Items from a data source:

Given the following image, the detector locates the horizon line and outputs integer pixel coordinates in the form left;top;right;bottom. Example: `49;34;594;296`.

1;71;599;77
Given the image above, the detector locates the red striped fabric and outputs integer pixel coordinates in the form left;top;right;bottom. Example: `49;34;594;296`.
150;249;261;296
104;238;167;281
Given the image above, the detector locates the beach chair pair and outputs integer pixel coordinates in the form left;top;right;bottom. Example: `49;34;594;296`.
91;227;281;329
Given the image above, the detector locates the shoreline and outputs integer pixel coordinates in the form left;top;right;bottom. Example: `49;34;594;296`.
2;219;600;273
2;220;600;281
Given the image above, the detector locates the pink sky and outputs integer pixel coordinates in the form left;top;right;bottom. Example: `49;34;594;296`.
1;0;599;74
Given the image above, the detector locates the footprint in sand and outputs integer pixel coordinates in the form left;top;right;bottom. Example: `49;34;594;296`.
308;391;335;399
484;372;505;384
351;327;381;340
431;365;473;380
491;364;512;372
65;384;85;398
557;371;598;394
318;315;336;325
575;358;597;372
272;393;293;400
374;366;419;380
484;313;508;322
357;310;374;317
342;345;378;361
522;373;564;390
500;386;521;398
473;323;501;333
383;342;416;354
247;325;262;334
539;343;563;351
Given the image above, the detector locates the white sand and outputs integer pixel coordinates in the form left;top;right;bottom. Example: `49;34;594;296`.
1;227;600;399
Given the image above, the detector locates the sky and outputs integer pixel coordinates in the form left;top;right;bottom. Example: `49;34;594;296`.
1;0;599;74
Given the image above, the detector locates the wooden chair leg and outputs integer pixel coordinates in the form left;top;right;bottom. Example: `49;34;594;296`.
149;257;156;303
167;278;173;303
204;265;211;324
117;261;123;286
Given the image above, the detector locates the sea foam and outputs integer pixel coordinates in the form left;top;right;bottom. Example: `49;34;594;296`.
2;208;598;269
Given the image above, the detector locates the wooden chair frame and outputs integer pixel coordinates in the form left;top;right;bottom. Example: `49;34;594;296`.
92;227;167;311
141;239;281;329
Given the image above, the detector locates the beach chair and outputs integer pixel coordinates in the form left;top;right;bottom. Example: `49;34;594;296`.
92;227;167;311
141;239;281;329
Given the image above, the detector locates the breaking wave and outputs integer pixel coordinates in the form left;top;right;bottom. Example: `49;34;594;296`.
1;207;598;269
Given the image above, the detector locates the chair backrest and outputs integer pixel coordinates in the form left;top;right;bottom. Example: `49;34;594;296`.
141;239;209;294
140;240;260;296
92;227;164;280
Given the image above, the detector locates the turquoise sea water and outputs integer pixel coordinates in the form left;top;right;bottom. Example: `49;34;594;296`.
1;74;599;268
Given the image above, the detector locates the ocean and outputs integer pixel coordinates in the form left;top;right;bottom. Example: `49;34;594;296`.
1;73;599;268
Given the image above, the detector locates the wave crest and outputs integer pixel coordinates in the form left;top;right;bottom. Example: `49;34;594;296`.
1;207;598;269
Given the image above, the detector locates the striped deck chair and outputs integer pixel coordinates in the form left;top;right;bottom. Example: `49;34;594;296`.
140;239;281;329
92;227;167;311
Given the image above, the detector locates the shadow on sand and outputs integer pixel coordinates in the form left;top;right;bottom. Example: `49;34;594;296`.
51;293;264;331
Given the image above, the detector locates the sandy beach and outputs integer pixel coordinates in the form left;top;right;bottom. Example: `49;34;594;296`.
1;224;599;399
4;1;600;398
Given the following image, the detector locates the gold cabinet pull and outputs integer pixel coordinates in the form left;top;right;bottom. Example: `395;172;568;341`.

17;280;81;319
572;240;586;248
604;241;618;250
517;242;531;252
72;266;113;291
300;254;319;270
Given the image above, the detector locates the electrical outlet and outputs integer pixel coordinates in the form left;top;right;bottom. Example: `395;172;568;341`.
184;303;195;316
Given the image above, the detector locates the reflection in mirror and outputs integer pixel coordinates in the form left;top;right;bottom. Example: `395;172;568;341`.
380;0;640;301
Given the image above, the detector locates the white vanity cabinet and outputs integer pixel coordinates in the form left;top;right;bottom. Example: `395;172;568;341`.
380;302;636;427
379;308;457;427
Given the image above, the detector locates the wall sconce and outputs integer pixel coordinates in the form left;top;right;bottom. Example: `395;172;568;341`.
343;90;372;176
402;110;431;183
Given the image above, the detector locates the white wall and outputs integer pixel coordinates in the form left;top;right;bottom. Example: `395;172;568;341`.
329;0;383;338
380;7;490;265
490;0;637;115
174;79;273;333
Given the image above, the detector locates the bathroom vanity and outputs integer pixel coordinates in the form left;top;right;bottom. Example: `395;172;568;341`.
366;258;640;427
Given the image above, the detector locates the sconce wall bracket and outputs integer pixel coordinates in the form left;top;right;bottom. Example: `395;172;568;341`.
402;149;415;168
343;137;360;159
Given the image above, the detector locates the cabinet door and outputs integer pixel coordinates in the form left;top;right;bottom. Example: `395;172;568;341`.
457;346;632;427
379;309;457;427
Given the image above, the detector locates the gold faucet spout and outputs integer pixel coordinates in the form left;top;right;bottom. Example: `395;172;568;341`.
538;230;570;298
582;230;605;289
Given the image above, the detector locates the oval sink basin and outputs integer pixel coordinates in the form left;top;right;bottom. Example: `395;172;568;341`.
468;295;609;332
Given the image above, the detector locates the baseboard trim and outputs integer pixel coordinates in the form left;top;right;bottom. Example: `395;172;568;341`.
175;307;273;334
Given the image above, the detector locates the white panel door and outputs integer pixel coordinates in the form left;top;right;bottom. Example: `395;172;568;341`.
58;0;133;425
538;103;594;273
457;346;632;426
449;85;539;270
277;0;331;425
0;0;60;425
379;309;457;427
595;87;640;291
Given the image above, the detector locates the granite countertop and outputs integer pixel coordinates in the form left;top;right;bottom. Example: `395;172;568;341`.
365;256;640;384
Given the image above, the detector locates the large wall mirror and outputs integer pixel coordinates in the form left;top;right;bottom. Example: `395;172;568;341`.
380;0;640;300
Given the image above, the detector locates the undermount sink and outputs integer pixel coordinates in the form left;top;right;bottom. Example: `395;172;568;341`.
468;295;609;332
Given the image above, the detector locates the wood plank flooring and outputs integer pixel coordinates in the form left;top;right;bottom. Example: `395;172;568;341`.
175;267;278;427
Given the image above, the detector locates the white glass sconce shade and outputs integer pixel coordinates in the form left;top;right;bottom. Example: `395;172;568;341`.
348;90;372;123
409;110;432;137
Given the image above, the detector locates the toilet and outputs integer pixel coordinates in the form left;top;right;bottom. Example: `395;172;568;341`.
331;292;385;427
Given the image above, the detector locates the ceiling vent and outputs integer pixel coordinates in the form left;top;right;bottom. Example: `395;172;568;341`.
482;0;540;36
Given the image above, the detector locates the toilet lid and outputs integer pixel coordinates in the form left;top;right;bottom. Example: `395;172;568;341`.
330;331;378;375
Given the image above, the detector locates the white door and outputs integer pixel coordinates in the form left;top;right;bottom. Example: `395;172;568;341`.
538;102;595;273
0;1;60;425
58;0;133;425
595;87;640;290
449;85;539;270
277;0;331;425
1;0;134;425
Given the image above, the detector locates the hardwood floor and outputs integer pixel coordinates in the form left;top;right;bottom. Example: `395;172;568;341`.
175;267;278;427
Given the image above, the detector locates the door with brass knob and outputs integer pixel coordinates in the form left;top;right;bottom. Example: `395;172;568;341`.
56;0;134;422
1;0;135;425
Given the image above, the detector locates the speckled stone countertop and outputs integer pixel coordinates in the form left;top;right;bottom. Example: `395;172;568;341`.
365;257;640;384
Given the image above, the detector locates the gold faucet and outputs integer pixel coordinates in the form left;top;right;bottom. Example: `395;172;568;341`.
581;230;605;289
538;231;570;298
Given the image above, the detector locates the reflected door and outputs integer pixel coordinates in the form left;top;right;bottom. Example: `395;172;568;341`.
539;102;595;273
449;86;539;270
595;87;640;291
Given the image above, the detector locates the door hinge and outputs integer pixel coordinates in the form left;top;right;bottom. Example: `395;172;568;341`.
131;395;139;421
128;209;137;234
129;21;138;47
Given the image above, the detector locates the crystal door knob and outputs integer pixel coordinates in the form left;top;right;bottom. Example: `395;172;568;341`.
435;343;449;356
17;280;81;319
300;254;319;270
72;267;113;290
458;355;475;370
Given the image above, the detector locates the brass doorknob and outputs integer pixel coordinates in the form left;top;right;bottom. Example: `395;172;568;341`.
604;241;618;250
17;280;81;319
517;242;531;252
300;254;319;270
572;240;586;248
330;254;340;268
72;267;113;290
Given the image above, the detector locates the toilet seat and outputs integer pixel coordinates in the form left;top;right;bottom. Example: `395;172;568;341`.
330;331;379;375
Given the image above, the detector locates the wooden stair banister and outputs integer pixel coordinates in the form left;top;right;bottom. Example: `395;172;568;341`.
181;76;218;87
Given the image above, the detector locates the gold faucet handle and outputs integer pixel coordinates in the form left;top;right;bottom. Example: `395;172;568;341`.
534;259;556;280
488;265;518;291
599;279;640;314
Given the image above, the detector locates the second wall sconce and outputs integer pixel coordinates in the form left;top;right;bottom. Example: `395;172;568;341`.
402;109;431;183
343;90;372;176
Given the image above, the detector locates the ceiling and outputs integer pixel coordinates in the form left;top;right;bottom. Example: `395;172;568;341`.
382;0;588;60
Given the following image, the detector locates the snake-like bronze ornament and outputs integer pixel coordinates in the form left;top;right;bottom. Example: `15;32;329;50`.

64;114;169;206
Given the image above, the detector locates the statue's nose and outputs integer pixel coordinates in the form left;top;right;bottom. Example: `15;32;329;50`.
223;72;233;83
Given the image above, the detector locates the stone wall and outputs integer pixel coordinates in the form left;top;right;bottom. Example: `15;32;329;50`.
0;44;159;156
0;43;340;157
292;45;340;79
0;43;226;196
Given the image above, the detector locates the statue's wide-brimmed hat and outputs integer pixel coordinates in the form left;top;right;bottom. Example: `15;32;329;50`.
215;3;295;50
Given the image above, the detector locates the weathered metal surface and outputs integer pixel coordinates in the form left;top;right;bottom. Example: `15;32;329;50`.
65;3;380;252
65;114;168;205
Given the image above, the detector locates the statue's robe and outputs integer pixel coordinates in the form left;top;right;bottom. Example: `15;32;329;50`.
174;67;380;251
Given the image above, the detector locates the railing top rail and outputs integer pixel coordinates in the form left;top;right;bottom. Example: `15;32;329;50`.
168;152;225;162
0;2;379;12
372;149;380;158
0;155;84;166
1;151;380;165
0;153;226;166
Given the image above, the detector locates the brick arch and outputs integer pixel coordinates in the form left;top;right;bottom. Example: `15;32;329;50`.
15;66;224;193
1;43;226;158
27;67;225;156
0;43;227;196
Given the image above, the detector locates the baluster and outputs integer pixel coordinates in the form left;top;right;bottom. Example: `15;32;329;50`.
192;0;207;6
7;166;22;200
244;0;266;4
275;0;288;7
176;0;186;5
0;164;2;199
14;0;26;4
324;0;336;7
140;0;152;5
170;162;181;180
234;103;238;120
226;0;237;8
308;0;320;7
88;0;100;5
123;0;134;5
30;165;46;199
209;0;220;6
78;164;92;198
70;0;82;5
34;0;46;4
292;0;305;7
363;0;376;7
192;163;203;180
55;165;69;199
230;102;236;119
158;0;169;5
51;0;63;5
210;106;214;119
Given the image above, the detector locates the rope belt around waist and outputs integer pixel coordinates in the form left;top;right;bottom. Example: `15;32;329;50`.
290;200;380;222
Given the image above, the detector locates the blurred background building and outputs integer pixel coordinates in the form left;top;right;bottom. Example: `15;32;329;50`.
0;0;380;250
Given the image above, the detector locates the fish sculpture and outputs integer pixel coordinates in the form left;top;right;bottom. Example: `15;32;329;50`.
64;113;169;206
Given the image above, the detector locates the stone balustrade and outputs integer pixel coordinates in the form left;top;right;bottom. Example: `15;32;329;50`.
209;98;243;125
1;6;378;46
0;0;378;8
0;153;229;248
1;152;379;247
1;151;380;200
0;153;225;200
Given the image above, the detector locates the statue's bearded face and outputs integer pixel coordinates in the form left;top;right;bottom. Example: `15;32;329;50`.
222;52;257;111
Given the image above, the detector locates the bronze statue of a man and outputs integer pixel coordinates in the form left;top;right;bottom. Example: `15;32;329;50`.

* Task directions: An exact copy is needed of the closing lines of the entries above, counting from the one that contains "Given the image above, the detector locates the baluster" and including it and the last.

* Answer for this exercise:
Given the image above, the detector locates the baluster and outputs integer pixel coordinates in the form left;top;right;bottom. Example: `15;32;329;50`.
192;0;207;6
7;166;22;200
244;0;266;4
275;0;288;7
176;0;186;5
0;164;2;199
14;0;26;4
324;0;336;7
140;0;152;5
170;162;181;180
234;103;238;120
226;0;237;8
308;0;320;7
88;0;100;5
123;0;134;5
30;165;46;199
209;0;220;6
78;164;92;198
70;0;82;5
34;0;46;4
292;0;305;7
363;0;376;7
192;163;203;180
55;165;69;199
230;102;236;119
158;0;169;5
51;0;63;5
210;106;214;119
Given the image above, the detector locates the rope belt around waist and outputs integer pixel coordinates in the form left;top;right;bottom. Example: `15;32;329;50`.
290;200;380;222
Given the image above, the detector locates the blurred background building and outputs integer pixel coordinates in the form left;top;right;bottom. Example: `15;32;329;50`.
0;0;380;250
Given the image above, the detector locates the fish sculpture and outputs integer pixel coordinates in the form left;top;right;bottom. Example: `15;32;329;50`.
64;113;169;206
Given the image above, the detector locates the stone balustrade and outputs integer pixel coordinates in the form left;top;right;bottom. Example: `15;32;329;50`.
209;98;243;125
1;6;378;46
0;0;378;8
0;153;229;248
1;152;379;247
1;151;380;200
0;153;225;200
Given the image above, the detector locates the statue's bearded face and outputs integer pixel coordinates in the form left;top;right;bottom. Example: `15;32;329;50`.
222;52;257;111
Given the image above, the detector locates the bronze statue of a man and outputs integer pixel coordinates in the form left;top;right;bottom. Example: `15;32;329;50`.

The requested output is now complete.